Task details -> Output only the lines from the line holding "Target: pile of zucchini chips" through the close of the records, exactly as they appear, with all pictures omitted.

++++ Information shown

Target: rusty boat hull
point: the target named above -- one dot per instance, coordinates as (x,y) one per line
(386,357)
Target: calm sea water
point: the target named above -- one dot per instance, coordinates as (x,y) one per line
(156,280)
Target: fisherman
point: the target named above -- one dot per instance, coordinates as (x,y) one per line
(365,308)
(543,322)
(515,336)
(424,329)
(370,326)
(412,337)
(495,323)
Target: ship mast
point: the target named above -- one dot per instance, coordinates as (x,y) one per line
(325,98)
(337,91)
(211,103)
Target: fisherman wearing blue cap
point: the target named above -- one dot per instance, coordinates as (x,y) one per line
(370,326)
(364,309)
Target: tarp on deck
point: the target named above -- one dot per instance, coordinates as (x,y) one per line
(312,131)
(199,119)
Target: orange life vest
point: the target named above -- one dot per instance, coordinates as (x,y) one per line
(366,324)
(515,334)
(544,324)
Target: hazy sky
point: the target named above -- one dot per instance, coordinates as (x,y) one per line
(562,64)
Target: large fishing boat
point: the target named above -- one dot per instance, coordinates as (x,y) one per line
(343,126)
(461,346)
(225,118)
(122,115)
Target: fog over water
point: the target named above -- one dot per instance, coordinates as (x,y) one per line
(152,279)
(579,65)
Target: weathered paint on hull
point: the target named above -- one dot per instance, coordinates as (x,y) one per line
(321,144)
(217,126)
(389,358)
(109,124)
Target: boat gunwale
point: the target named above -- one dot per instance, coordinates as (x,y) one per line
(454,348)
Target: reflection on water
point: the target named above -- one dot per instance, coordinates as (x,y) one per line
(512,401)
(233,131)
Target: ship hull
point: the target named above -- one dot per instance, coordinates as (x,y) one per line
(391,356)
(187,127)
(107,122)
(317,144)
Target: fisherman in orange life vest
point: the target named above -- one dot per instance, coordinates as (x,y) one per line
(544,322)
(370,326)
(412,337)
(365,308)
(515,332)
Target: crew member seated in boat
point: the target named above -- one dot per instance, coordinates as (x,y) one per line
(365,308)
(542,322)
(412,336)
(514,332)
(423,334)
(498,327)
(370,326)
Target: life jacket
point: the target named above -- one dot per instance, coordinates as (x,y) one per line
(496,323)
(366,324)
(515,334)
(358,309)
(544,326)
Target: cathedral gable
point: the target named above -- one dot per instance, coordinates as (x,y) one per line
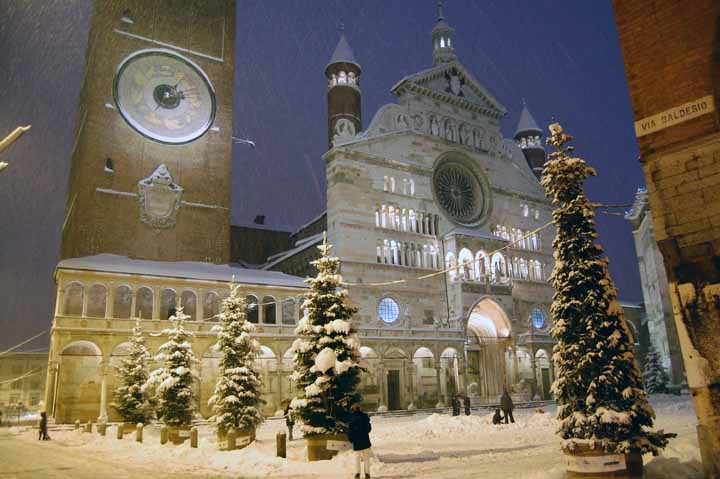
(451,83)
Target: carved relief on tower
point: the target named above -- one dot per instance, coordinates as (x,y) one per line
(159,199)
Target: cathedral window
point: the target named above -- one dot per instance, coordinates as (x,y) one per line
(288,311)
(253,313)
(167,303)
(144,303)
(97,298)
(188,300)
(268,310)
(73,299)
(122,303)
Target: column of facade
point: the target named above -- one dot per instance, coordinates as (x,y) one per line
(103,390)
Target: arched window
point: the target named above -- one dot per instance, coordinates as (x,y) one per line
(122,303)
(211,306)
(97,299)
(451,264)
(73,299)
(288,311)
(269,310)
(252,308)
(144,303)
(188,300)
(168,303)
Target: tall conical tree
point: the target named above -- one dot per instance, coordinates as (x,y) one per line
(655,378)
(327,353)
(237,399)
(601,401)
(173,383)
(131,402)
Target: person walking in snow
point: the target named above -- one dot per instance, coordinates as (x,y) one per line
(289,421)
(507,406)
(497,417)
(359,435)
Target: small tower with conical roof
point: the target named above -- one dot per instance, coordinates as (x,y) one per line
(442,36)
(528,137)
(344,99)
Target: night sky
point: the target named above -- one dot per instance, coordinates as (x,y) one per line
(562,57)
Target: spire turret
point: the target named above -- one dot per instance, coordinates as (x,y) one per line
(442,37)
(528,137)
(344,99)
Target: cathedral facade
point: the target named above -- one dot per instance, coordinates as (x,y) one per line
(436,217)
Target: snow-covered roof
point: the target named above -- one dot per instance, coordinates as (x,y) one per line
(110,263)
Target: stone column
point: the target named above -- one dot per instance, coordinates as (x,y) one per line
(103,391)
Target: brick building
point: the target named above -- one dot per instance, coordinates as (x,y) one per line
(672,60)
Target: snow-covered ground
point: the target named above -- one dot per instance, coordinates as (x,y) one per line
(436,446)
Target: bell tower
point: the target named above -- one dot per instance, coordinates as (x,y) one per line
(528,137)
(151,167)
(344,98)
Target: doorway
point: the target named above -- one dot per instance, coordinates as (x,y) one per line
(393,389)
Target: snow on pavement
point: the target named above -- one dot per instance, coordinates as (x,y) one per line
(435,446)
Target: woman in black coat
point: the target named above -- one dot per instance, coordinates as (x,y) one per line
(359,435)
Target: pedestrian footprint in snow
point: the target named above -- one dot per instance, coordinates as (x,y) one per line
(359,435)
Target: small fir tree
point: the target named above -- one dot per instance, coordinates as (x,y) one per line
(600,396)
(131,402)
(237,399)
(327,370)
(655,378)
(172,384)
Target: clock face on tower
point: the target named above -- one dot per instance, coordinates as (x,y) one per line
(164,96)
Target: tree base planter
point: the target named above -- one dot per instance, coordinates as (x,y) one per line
(178,435)
(324,447)
(243,438)
(597,464)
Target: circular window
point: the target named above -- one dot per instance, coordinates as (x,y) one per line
(388,310)
(459,192)
(538,318)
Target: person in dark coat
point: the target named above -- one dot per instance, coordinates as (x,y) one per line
(359,435)
(43,435)
(455,405)
(289,422)
(507,406)
(497,417)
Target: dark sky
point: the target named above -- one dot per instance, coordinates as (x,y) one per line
(563,57)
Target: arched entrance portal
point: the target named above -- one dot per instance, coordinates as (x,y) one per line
(488,336)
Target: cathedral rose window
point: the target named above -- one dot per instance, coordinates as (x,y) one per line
(459,192)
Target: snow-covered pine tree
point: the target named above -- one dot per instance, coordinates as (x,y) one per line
(172,383)
(600,396)
(327,353)
(655,378)
(131,402)
(237,399)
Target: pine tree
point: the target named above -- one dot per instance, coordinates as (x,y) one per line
(237,399)
(173,383)
(655,378)
(327,370)
(131,402)
(601,401)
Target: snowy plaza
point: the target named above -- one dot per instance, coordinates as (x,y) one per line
(421,446)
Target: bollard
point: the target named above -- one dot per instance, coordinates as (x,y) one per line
(193,436)
(281,444)
(232,435)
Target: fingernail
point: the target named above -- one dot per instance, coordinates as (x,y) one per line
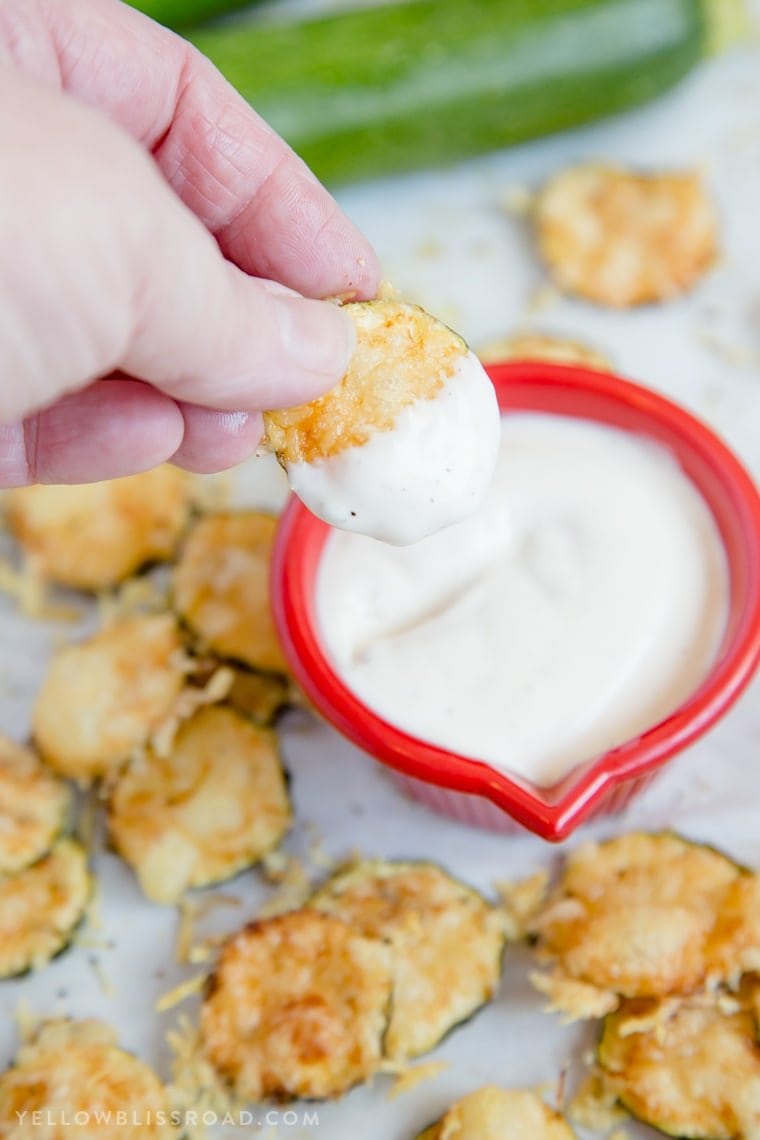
(316,335)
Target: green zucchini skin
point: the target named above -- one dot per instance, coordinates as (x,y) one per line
(184,13)
(370,91)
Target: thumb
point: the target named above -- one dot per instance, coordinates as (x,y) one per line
(106,269)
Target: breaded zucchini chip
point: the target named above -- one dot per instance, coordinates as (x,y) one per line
(634,917)
(447,943)
(221,587)
(214,805)
(34,807)
(689,1067)
(297,1007)
(542,347)
(95,535)
(406,442)
(72,1079)
(104,697)
(390,371)
(499,1114)
(41,906)
(622,238)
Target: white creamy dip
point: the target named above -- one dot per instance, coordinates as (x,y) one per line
(580,605)
(430,471)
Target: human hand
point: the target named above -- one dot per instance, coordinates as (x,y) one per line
(145,214)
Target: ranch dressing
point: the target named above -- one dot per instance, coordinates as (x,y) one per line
(579,607)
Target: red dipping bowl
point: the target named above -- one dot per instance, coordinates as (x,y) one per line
(474,791)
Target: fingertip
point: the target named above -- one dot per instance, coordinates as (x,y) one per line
(215,440)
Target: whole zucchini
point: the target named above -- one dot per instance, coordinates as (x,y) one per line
(373,90)
(182,13)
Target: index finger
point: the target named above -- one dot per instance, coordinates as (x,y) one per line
(266,209)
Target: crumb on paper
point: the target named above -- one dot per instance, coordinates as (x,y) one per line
(291,877)
(409,1076)
(517,201)
(573,1000)
(188,701)
(521,901)
(595,1106)
(180,993)
(27,587)
(190,911)
(104,979)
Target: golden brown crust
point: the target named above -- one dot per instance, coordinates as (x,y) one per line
(499,1114)
(447,944)
(214,805)
(221,587)
(622,238)
(73,1080)
(40,908)
(634,915)
(296,1007)
(95,535)
(691,1067)
(103,698)
(402,355)
(34,806)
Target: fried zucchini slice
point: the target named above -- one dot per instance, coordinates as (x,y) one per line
(96,535)
(402,355)
(103,697)
(41,906)
(214,805)
(221,587)
(689,1068)
(496,1114)
(542,347)
(73,1073)
(297,1007)
(447,943)
(622,238)
(34,807)
(635,914)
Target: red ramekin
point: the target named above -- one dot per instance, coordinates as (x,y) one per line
(471,790)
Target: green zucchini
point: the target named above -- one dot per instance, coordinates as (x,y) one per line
(184,13)
(369,91)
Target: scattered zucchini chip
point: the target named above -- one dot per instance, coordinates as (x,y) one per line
(542,347)
(447,943)
(297,1007)
(103,697)
(622,238)
(41,906)
(499,1114)
(34,807)
(214,805)
(402,355)
(689,1067)
(96,535)
(635,917)
(221,588)
(74,1079)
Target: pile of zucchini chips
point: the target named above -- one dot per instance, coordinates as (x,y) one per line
(170,710)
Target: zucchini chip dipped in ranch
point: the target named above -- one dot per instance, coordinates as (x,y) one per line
(447,944)
(406,444)
(296,1007)
(499,1114)
(72,1079)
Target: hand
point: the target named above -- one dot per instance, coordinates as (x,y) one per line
(146,213)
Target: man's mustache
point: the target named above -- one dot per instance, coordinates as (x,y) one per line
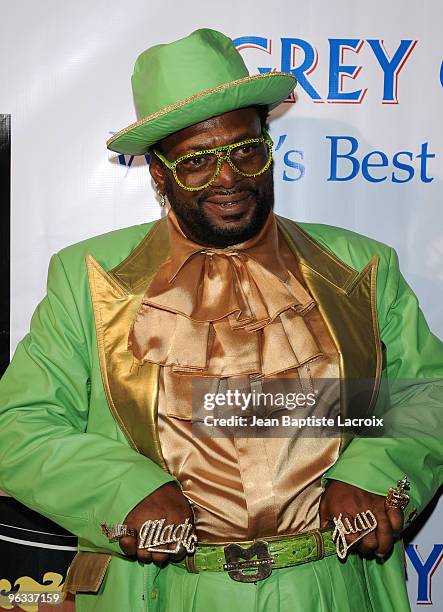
(224,192)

++++++++

Complete output ->
Target: pile of zucchini chips
point: the target named above -- one dot per instance, coordinates as (x,y) one per line
(170,710)
Target: zucchini chip dipped in ranch
point: the target named above -- one dot per instance, coordinates as (x,y) one per line
(447,944)
(406,444)
(296,1007)
(499,1114)
(72,1079)
Target: hand
point: the target named above -- one dot per instance, coordinates as (x,y) one per line
(146,213)
Target: man's mustache
point: the target named above -- one dot per instance, coordinates as (x,y) one per line
(224,192)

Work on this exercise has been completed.